*Tasks to carry out*:
A. In the text on plastic pollution, what share of plastic waste is properly recycled on average?
B. Can you repeat the text on plastic pollution from "Plastic is one" to "through food chains."?
C. Do these statements agree with the text on plastic pollution? For each, answer yes or no and quote the words of the text that decide it. (i) Polyolefins are made of propylene and ethylene. (ii) Most microorganisms can break the carbon-carbon bonds in polyolefins. (iii) Polyolefins make up 50 to 70 percent of all plastic waste.

*Source text*:
•••••
A Step Forward in the Battle Against Plastic

Plastic is one of the world’s leading causes of pollution. It’s in just about everything—electronics, appliances, packaging, clothing, and more. The Environmental Protection Agency reports that the U.S. has produced almost 40 million tons of plastic waste every year since 2018, with numbers only increasing as time goes on. On average, only 10 percent of this waste is properly recycled. This is a huge problem; not only does high plastic waste disrupt animal life by contaminating natural habitats, but it also directly threatens human health as tiny particles known as microplastics circulate through food chains.

Plastics are synthetic polymers made of combinations of monomers ethylene, propylene, vinyl chloride, styrene, or acrylonitrile. Various types of plastics can be found in products you wouldn’t expect such as tea bags, gum, toothpaste, and sunscreen. However, the one-time use plastics that we see on a daily basis like coffee cups, straws, utensils, and food packaging constitute a specific group of plastics called polyolefins, which are made of propylene and ethylene. Polyolefins are some of the most abundant plastics in the world today, making up 50 percent to 70 percent of all plastic waste, but their chemicals don’t gradually decompose. Instead, they break into tiny pieces called microplastics that won’t be chemically reduced for thousands of years.

When polyolefins are manufactured, the monomers are welded together by chemical catalysts under extreme heat. This creates abnormally strong carbon-carbon bonds that aren’t typically found in nature. The vast majority of microorganisms today aren’t equipped with the biological tools needed to break these bonds. However, water vapor and acidic chemical catalysts can break plastic down into its first intermediate when operating at high temperatures and pressures, creating depolymerized oil (DP oil) out of the plastic. DP oil is essentially liquidized plastic; the chemical bonds that kept the plastic solid are broken. In order to consume DP oil, microorganisms need to use the majority of their proteins. When proteins in a cell are diverted toward the breakdown of DP oil, they can’t be used to help the cell grow and the microorganism cannot survive.
•••••
*Stored data*:
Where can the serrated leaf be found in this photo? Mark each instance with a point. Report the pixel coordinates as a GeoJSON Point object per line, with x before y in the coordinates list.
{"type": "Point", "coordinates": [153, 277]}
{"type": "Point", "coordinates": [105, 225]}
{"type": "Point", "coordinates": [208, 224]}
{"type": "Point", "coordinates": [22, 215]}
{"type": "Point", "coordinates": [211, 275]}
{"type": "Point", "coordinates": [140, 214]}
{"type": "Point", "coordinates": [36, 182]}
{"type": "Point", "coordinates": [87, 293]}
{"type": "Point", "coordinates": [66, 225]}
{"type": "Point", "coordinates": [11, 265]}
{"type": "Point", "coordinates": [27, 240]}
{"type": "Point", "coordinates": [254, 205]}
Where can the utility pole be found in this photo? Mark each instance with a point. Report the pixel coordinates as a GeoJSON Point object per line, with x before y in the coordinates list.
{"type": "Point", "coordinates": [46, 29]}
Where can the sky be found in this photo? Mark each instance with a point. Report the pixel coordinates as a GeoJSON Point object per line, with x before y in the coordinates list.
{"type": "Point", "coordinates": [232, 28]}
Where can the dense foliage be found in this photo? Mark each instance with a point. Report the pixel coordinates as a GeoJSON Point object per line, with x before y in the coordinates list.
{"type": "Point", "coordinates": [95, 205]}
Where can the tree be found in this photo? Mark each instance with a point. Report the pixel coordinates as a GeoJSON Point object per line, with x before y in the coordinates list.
•••••
*Expected outputs*:
A. Only 10 percent.

B.
Plastic is one of the world’s leading causes of pollution. It’s in just about everything—electronics, appliances, packaging, clothing, and more. The Environmental Protection Agency reports that the U.S. has produced almost 40 million tons of plastic waste every year since 2018, with numbers only increasing as time goes on. On average, only 10 percent of this waste is properly recycled. This is a huge problem; not only does high plastic waste disrupt animal life by contaminating natural habitats, but it also directly threatens human health as tiny particles known as microplastics circulate through food chains.

C.
(i) Yes: "a specific group of plastics called polyolefins, which are made of propylene and ethylene"
(ii) No: "The vast majority of microorganisms today aren’t equipped with the biological tools needed to break these bonds."
(iii) Yes: "making up 50 percent to 70 percent of all plastic waste"